# TASK OBJECTIVE:
Return every one of the following rows unchanged, copying each line character for character.

# RECORDS FOR THIS EXERCISE:
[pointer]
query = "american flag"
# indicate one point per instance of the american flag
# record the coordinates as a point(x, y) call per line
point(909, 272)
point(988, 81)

# RESPONSE TO THE EXERCISE:
[pointer]
query = "american flag"
# indicate one point per instance of the american flag
# record the coordinates as a point(x, y) call per line
point(909, 272)
point(988, 81)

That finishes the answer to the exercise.